LDBFMAX, LDBFMAXA, LDBFMAXAL, LDBFMAXL

BFloat16 floating-point atomic maximum in memory

This instruction atomically loads a 16-bit value from memory, computes the BFloat16 maximum with the value held in a register, and stores the result back to memory. The value initially loaded from memory is returned in the destination register.

LDBFMAXA and LDBFMAXAL load from memory with acquire semantics.

LDBFMAXL and LDBFMAXAL store to memory with release semantics.

LDBFMAX has neither acquire nor release semantics.

This instruction:

Disables alternative floating-point behaviors, as if FPCR.AH is 0.

Generates only the default NaN, as if FPCR.DN is 1.

Does not modify the cumulative FPSR exception bits (IDC, IXC, UFC, OFC, DZC, and IOC).

Disables trapped floating-point exceptions, as if the FPCR trap enable bits (IDE, IXE, UFE, OFE, DZE, and IOE) are all zero.

For more information about memory ordering semantics, see Load-Acquire, Store-Release.

For information about addressing modes, see Load/Store addressing modes.

Encoding: Floating-point

Variants: FEAT_LSFE (ARMv9.6)

→ Excerpted records
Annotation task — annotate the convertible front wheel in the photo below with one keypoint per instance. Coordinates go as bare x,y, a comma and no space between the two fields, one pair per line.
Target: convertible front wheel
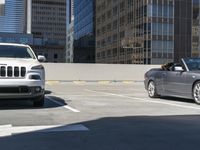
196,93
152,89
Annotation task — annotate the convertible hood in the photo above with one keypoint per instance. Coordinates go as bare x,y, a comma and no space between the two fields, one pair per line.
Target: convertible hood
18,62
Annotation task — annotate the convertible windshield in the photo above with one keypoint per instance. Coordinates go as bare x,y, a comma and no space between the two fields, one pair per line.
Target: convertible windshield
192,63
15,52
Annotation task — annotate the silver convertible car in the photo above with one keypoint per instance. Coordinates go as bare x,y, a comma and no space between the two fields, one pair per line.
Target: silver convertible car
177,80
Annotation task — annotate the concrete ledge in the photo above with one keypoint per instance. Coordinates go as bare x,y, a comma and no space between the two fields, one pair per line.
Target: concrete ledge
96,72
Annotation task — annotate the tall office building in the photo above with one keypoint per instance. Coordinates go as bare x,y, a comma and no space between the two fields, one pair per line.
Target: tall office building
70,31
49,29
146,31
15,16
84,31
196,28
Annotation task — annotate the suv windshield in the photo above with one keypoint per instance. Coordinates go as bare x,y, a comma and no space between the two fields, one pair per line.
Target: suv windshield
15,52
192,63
---
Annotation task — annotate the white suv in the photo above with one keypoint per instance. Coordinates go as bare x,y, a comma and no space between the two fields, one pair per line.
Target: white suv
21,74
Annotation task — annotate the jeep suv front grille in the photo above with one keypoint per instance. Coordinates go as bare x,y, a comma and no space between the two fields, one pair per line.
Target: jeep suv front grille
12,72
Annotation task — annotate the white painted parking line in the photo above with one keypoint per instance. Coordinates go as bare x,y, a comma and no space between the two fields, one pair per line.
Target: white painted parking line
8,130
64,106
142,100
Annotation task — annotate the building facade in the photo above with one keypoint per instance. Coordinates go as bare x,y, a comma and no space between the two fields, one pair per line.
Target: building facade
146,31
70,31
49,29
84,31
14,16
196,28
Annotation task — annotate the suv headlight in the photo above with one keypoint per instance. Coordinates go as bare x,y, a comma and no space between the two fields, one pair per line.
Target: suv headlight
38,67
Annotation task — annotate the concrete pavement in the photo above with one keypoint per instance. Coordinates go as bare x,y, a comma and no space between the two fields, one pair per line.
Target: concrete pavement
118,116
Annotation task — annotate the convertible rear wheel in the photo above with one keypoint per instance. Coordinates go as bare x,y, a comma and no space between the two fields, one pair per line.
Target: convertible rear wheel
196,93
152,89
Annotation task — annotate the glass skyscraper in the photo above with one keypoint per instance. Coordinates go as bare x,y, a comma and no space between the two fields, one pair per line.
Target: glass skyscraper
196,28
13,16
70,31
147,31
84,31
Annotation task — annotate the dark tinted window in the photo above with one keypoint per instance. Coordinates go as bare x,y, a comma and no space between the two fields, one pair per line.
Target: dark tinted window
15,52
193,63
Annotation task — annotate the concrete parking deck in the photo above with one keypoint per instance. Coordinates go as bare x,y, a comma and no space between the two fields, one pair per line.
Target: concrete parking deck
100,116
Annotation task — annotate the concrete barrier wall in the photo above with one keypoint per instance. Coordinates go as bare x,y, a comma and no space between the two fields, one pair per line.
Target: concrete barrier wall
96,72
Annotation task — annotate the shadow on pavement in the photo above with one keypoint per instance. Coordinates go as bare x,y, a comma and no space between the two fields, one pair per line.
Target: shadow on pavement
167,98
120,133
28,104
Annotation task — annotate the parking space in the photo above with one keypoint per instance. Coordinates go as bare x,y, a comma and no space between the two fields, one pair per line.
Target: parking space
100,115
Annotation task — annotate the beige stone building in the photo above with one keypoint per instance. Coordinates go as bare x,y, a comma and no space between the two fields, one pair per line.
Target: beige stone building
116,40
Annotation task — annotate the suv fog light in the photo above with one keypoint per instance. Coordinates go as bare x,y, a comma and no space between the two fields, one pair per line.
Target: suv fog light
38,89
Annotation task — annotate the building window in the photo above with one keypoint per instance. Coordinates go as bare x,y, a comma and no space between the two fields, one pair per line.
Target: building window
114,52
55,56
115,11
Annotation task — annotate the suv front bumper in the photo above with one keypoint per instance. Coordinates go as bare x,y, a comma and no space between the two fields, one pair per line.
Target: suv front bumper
==
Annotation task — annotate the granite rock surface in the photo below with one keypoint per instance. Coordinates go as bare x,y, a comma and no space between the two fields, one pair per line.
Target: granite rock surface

→ Written problem
According to the LDBFMAX instruction article, which variants load from memory with acquire semantics?

→ Written solution
LDBFMAXA and LDBFMAXAL